§ Exercise brief: Copy the material below word for word, starting at the line that contains "[locate] black pants" and continuing through its final line, with both of those lines included.

++++ Rows ++++

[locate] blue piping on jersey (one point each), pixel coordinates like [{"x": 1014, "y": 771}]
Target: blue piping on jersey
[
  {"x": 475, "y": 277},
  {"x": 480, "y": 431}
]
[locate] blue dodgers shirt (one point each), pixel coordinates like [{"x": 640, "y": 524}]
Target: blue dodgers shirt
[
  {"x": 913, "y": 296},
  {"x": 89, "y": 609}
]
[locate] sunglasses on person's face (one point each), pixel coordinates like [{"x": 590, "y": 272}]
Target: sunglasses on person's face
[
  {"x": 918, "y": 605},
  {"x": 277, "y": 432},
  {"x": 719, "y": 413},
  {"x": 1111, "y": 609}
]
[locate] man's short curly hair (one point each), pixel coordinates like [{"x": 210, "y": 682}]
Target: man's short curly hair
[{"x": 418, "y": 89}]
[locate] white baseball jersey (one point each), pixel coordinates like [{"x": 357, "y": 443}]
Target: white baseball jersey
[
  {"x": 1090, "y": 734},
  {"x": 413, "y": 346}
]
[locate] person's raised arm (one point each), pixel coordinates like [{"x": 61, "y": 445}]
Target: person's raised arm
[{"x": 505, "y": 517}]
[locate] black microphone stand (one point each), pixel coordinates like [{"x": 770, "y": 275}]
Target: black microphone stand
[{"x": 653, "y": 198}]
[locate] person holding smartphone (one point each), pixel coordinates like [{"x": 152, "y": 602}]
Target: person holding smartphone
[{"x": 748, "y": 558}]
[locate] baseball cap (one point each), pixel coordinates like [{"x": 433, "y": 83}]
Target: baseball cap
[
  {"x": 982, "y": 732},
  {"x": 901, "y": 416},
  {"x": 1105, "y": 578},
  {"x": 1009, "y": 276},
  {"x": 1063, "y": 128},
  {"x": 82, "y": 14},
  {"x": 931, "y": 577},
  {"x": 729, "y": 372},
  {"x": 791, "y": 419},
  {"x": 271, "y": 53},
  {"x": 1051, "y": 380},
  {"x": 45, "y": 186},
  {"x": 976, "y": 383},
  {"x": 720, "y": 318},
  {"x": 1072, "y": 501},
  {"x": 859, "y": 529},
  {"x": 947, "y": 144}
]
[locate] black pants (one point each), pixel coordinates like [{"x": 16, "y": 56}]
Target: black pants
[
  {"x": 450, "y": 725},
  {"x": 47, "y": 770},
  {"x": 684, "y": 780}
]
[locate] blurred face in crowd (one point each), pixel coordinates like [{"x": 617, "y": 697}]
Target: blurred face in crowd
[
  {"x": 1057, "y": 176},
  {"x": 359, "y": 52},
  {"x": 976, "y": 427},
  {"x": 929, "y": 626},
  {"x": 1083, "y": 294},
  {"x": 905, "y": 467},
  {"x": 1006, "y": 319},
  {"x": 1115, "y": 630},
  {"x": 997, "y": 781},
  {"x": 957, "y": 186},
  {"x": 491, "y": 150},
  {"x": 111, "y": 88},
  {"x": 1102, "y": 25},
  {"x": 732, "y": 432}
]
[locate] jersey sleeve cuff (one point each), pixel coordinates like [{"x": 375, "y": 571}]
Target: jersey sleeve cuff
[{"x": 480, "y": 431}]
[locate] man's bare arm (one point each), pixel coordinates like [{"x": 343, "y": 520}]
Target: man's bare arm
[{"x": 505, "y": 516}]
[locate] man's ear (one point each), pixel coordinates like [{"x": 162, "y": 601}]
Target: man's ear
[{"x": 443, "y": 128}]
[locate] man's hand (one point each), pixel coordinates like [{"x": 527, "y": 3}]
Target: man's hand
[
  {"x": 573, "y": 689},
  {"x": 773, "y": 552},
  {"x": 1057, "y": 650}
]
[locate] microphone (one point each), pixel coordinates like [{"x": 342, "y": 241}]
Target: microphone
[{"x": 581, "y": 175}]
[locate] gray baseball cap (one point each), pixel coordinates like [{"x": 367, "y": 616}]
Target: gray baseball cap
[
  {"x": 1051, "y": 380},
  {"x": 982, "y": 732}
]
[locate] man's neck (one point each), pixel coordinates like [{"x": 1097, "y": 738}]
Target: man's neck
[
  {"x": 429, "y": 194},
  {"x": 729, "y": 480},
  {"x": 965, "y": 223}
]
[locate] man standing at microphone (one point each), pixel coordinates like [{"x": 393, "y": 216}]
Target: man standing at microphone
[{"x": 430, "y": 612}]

++++

§ The result:
[locate] black pants (one point each), pixel coordinates like [{"x": 16, "y": 56}]
Target: black pants
[
  {"x": 450, "y": 725},
  {"x": 47, "y": 770},
  {"x": 684, "y": 780}
]
[locate] blurred face in crowd (one point each), pixel coordinates like [{"x": 617, "y": 697}]
Target: blurred face in crowd
[
  {"x": 1057, "y": 176},
  {"x": 359, "y": 52},
  {"x": 976, "y": 427},
  {"x": 929, "y": 626},
  {"x": 1083, "y": 294},
  {"x": 905, "y": 467},
  {"x": 1006, "y": 319},
  {"x": 1115, "y": 630},
  {"x": 997, "y": 781},
  {"x": 957, "y": 186},
  {"x": 491, "y": 150},
  {"x": 111, "y": 88},
  {"x": 1102, "y": 25},
  {"x": 732, "y": 432}
]
[locate] jersey sleeve cuff (one point each), pixel coordinates like [{"x": 375, "y": 571}]
Target: jersey sleeve cuff
[{"x": 480, "y": 431}]
[locate] man's bare arm (one point each), pixel coordinates like [{"x": 343, "y": 520}]
Target: man's bare arm
[{"x": 505, "y": 516}]
[locate] man's ear (one point each), pixel coordinates like [{"x": 162, "y": 601}]
Target: man's ear
[{"x": 443, "y": 128}]
[locate] man's hand (one point each), pixel coordinates like [{"x": 527, "y": 3}]
Target: man's hand
[
  {"x": 573, "y": 689},
  {"x": 773, "y": 552},
  {"x": 1057, "y": 650}
]
[locate] microphone (one point each), pixel coordinates like [{"x": 342, "y": 241}]
Target: microphone
[{"x": 581, "y": 175}]
[locate] gray baseball cap (one point each), pixel coordinates like [{"x": 367, "y": 616}]
Target: gray baseball cap
[
  {"x": 1051, "y": 380},
  {"x": 982, "y": 732}
]
[locate] man's neck (one point each), pixel coordinates like [{"x": 1097, "y": 738}]
Target: man's neck
[
  {"x": 429, "y": 194},
  {"x": 729, "y": 480},
  {"x": 965, "y": 223}
]
[locate] man standing at microphone (one point each), pixel coordinates like [{"x": 393, "y": 216}]
Target: man standing at microphone
[{"x": 430, "y": 612}]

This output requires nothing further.